▶ [Assigned task] Nothing other than the lines from the one containing "for the black" through the last line of the data below should be output, each reproduced exactly.

(Data in this exercise Opens)

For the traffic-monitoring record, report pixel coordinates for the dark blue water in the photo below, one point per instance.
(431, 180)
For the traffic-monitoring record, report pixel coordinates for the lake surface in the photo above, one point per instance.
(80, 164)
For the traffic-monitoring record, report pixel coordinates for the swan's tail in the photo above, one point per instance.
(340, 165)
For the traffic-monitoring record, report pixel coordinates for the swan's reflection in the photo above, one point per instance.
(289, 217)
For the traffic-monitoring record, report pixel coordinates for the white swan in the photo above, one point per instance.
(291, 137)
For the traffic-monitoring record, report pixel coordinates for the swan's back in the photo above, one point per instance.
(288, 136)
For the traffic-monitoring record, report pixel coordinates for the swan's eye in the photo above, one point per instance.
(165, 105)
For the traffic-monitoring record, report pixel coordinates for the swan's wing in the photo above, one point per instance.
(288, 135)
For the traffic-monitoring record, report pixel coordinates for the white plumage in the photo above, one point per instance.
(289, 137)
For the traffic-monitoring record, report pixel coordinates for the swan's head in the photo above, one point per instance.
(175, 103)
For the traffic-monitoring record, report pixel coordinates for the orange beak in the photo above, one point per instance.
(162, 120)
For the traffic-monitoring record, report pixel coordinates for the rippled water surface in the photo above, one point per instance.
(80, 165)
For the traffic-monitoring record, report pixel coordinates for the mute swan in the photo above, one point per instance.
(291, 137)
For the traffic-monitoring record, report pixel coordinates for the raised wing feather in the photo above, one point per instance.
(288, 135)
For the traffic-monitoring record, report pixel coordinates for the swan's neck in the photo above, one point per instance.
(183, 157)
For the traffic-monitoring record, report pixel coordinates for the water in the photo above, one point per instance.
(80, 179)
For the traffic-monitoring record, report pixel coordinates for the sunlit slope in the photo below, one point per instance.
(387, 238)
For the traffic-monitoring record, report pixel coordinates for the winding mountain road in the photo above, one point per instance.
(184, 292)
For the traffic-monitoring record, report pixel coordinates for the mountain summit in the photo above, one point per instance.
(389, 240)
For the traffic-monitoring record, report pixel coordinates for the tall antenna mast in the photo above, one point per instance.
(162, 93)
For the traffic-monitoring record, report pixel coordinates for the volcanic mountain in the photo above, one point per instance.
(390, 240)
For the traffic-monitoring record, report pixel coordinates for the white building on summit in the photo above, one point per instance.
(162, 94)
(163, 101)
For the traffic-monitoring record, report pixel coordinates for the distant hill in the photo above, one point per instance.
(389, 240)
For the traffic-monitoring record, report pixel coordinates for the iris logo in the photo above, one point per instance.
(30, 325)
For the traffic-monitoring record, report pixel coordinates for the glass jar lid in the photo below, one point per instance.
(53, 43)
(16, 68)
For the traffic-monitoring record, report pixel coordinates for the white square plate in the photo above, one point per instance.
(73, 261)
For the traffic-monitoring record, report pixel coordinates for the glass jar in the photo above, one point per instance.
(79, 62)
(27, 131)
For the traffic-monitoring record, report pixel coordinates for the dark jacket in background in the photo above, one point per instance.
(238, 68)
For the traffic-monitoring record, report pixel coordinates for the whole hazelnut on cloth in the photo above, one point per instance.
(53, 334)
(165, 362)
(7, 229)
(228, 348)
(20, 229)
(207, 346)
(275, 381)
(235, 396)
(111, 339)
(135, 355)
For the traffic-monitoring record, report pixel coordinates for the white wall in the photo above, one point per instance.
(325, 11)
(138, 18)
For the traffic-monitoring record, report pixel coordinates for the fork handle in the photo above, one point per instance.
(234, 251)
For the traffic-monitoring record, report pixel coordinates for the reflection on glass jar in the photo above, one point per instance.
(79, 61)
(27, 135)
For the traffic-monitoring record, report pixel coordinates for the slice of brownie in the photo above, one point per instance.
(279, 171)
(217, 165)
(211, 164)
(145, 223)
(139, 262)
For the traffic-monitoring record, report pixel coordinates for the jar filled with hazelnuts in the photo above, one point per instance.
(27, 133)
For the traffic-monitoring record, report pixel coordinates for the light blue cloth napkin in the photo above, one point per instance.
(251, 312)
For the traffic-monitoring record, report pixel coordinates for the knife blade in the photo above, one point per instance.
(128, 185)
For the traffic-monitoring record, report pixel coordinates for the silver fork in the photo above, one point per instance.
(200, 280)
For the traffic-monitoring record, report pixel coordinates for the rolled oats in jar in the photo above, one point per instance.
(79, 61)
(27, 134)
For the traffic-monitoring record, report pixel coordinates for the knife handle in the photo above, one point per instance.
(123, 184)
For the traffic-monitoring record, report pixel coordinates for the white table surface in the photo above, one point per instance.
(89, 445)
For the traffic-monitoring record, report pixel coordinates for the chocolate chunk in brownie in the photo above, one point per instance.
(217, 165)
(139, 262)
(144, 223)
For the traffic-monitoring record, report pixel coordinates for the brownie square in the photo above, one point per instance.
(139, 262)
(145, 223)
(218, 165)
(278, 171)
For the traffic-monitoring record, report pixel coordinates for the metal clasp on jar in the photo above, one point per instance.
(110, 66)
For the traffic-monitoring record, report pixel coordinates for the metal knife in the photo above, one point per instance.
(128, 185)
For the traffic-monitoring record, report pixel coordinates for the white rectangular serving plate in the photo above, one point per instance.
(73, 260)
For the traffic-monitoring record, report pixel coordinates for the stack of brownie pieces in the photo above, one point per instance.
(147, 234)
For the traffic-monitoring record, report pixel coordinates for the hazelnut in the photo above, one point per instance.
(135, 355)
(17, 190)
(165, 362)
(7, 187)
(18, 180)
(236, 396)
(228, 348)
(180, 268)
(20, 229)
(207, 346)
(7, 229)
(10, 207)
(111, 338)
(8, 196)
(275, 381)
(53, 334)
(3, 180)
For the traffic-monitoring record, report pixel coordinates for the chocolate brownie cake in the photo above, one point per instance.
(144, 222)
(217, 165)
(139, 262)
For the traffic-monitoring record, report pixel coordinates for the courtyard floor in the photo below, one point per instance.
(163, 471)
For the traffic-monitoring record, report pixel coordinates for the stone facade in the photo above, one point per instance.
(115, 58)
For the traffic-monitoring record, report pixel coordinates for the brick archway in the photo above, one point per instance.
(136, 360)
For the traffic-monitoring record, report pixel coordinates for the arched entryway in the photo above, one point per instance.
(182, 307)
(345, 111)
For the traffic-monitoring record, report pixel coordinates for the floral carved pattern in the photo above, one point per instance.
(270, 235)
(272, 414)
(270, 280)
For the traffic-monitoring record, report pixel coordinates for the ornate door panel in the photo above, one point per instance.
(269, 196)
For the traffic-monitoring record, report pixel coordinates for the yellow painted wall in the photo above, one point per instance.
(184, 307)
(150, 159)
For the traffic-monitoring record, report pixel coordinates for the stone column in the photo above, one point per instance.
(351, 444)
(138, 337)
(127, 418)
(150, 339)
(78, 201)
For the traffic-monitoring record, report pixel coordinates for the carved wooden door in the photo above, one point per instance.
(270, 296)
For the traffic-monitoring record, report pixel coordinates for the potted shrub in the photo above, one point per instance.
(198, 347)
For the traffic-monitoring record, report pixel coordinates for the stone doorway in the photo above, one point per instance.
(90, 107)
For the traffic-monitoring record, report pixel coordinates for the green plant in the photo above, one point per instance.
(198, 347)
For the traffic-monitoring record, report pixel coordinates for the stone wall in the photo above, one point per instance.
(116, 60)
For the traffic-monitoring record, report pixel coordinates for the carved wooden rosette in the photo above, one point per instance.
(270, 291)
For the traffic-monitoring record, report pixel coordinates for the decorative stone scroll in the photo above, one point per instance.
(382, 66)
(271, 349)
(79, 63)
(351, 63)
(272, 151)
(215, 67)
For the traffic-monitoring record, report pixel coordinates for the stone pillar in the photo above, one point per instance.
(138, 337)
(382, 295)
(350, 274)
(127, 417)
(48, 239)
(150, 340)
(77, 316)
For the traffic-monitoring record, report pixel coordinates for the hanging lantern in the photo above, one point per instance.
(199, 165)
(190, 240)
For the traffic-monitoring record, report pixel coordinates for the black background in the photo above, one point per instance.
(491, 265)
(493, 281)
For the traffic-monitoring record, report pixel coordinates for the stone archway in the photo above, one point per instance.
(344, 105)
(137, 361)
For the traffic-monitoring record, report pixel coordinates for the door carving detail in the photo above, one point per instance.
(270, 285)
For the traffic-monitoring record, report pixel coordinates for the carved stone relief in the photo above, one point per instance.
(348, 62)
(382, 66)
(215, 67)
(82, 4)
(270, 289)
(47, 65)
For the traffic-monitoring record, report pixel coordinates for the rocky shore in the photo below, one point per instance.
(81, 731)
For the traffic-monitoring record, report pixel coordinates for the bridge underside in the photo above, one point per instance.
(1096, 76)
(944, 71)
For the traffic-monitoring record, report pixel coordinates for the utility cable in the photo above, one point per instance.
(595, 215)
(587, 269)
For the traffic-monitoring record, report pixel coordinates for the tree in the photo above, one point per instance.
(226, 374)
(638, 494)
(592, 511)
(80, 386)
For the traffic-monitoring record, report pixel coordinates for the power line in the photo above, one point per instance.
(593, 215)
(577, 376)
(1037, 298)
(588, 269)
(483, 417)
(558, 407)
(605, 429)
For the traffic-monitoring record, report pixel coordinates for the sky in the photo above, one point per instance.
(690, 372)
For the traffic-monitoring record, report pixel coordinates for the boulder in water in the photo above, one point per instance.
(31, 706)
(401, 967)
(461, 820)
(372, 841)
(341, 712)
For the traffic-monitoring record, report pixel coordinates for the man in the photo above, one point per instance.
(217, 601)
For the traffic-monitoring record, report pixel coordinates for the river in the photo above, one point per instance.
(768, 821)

(Data in this exercise Closes)

▶ [Response to the task]
For the traffic-monitoring record, report pixel coordinates for the black background in the photo above, one point per instance.
(491, 265)
(493, 281)
For the traffic-monitoring record, report pixel coordinates for the stone archway in the photo above, one point per instance.
(344, 105)
(137, 361)
For the traffic-monitoring record, report pixel coordinates for the door carving detail in the photo above, one point per instance.
(270, 285)
For the traffic-monitoring record, report pixel coordinates for the carved stone relief in the photo above, one point per instance.
(348, 62)
(382, 66)
(215, 67)
(82, 4)
(270, 289)
(47, 65)
For the traffic-monitoring record, report pixel coordinates for the rocky shore in the photo below, one point per instance.
(81, 731)
For the traffic-monitoring record, report pixel coordinates for the bridge underside in the photo above, one point per instance.
(1096, 76)
(944, 71)
For the traffic-monitoring record, report pixel coordinates for the utility cable in the photo above, one point per instance.
(595, 215)
(587, 269)
For the traffic-monitoring record, report pixel coordinates for the tree in the photo above, one point per instance.
(226, 374)
(638, 494)
(592, 511)
(80, 386)
For the traffic-monitoring record, report pixel coordinates for the power line in the photo above, one point per instance.
(593, 215)
(577, 376)
(1037, 298)
(588, 269)
(483, 417)
(558, 407)
(605, 429)
For the traffic-monitoring record, report pixel coordinates for the sky in the photo above, one point per instance.
(690, 372)
For the traffic-monitoring record, report pixel coordinates for the boulder in water in the photo above, one point per instance.
(31, 706)
(401, 967)
(461, 820)
(372, 841)
(341, 712)
For the traffic-monitoring record, report pixel coordinates for the man in the photo above, one point per instance.
(217, 601)
For the traffic-monitoring record, report pixel coordinates for the river in the photo above, one point per instance.
(768, 821)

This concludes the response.